Saturday, April 12, 2014

If only people wanted jobs

Today, the Oklahoman ran what is, on the surface, a rather inoffensive letter from B. Max Dubroff of Edmond. (Unrelated aside: Going by first initial-middle name-last name is TOTALLY cool. No sarcasm. If I could get away with it, I totally would.)

As I said, this is not-- on the surface-- the typical plutocrat/theocrat letter that the paper loves to print. It starts out, though, using some of the lamest rhetorical devices there are:
While the media focus on the minimum wage, we hear little discussion about skills and education development. The cart has gotten before the horse! If the horse isn’t strong enough to move forward, it won’t, no matter how nice or attractive the cart is. There needs to be more focus on preparation for existing jobs that employers are having difficulty finding qualified people to fill.
Ugh. So we get the "cart before the horse" thing-- it's a perfectly fine idiom. But then he tries to force some more metaphor out of it and it gets awkward and forced, and doesn't related to his final thought, that somehow, there are lots of open jobs that are unfilled because people just don't have the right preparation.

# Task A:
The blog post names a way of giving one's name. List the parts of a name that this style uses, in the order the text gives them.
# Task B:
From the blog post, quote the part that opens with the words containing "Today, the Oklahoman" and closes with "people to fill.".

# Dataset extract:
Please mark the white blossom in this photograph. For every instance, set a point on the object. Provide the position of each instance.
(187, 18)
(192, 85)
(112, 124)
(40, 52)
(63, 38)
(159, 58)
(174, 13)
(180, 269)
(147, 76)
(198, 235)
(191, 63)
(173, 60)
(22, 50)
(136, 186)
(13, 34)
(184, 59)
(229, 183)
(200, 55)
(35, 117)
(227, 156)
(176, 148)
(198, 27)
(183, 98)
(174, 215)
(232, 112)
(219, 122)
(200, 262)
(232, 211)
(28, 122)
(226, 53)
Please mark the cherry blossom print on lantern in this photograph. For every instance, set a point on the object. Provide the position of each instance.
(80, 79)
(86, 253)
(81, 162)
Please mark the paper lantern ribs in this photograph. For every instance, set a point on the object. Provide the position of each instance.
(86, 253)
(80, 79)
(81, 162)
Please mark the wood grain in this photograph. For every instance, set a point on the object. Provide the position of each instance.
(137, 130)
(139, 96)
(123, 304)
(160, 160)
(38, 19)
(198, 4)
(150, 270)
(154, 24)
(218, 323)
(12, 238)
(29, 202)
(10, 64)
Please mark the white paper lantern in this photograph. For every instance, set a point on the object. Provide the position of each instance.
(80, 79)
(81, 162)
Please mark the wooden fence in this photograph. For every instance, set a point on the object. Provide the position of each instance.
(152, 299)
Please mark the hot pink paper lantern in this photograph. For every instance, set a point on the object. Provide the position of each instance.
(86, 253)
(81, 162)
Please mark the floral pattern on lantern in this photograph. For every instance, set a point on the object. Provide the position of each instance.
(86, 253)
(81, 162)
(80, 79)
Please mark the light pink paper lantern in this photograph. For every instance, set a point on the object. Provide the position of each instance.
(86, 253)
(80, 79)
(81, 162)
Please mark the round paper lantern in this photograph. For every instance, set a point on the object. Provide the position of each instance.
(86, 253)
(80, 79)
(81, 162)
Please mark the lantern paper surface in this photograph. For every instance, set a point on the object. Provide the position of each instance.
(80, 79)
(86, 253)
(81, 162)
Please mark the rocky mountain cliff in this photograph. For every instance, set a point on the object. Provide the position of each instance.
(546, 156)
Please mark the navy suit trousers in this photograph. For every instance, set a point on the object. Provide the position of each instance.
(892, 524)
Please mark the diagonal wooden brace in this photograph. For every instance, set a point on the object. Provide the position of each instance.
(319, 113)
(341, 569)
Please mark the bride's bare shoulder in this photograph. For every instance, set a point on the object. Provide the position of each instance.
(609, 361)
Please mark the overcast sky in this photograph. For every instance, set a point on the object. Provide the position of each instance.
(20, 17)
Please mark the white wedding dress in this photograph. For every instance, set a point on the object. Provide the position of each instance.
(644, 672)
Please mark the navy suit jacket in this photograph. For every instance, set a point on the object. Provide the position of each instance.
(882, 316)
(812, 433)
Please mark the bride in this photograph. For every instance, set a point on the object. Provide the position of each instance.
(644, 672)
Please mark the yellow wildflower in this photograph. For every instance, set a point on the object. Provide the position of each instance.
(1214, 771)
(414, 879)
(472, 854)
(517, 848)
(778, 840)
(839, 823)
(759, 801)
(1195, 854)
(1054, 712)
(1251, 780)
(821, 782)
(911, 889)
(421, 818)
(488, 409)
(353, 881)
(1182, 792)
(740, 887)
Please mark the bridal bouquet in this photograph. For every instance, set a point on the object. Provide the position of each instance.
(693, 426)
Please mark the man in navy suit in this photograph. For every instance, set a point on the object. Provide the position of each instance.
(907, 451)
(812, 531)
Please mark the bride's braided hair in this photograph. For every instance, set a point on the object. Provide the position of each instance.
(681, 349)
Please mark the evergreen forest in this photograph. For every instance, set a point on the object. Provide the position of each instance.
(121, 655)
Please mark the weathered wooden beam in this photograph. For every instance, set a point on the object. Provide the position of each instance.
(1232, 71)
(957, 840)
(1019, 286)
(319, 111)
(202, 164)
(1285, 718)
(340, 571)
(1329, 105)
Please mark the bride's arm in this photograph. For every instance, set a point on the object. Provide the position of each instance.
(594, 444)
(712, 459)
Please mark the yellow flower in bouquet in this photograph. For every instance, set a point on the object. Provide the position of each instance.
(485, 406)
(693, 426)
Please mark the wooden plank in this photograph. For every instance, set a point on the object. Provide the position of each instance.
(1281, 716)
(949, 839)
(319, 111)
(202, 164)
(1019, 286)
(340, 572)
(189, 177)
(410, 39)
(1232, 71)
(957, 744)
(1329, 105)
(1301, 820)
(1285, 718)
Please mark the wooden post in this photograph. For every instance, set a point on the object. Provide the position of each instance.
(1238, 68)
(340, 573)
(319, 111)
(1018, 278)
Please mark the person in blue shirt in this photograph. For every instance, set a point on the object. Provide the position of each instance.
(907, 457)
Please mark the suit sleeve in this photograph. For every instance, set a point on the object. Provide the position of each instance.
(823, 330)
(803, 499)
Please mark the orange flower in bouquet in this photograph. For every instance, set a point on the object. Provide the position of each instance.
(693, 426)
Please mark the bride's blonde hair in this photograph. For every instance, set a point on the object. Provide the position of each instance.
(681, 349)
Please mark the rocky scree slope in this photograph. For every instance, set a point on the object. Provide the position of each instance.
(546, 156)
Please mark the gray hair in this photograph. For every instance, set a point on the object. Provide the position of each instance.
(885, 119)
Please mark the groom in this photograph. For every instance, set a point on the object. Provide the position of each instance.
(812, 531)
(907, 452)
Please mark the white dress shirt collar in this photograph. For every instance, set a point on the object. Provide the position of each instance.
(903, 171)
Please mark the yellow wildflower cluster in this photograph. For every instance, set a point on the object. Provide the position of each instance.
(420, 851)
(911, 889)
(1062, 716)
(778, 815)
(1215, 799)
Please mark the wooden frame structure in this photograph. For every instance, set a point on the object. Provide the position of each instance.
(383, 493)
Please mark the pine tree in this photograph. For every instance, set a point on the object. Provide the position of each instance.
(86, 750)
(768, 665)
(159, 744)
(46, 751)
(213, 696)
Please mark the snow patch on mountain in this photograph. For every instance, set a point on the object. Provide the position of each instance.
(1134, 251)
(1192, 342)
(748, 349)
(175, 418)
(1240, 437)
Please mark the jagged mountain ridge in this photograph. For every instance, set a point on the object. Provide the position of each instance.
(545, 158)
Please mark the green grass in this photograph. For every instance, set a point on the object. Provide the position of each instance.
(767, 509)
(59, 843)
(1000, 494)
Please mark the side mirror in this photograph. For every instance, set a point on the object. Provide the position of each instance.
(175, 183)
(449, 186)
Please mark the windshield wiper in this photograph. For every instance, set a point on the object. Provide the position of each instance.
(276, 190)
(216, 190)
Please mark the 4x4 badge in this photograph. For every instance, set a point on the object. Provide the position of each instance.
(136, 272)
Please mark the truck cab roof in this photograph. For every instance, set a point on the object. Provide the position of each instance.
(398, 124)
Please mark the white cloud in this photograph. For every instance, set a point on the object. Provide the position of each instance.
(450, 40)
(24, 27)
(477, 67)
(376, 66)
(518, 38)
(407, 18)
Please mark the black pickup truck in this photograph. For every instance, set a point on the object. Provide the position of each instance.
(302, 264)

# Final answer A:
first initial, middle name, last name

# Final answer B:
Today, the Oklahoman ran what is, on the surface, a rather inoffensive letter from B. Max Dubroff of Edmond. (Unrelated aside: Going by first initial-middle name-last name is TOTALLY cool. No sarcasm. If I could get away with it, I totally would.)

As I said, this is not-- on the surface-- the typical plutocrat/theocrat letter that the paper loves to print. It starts out, though, using some of the lamest rhetorical devices there are:
While the media focus on the minimum wage, we hear little discussion about skills and education development. The cart has gotten before the horse! If the horse isn’t strong enough to move forward, it won’t, no matter how nice or attractive the cart is. There needs to be more focus on preparation for existing jobs that employers are having difficulty finding qualified people to fill.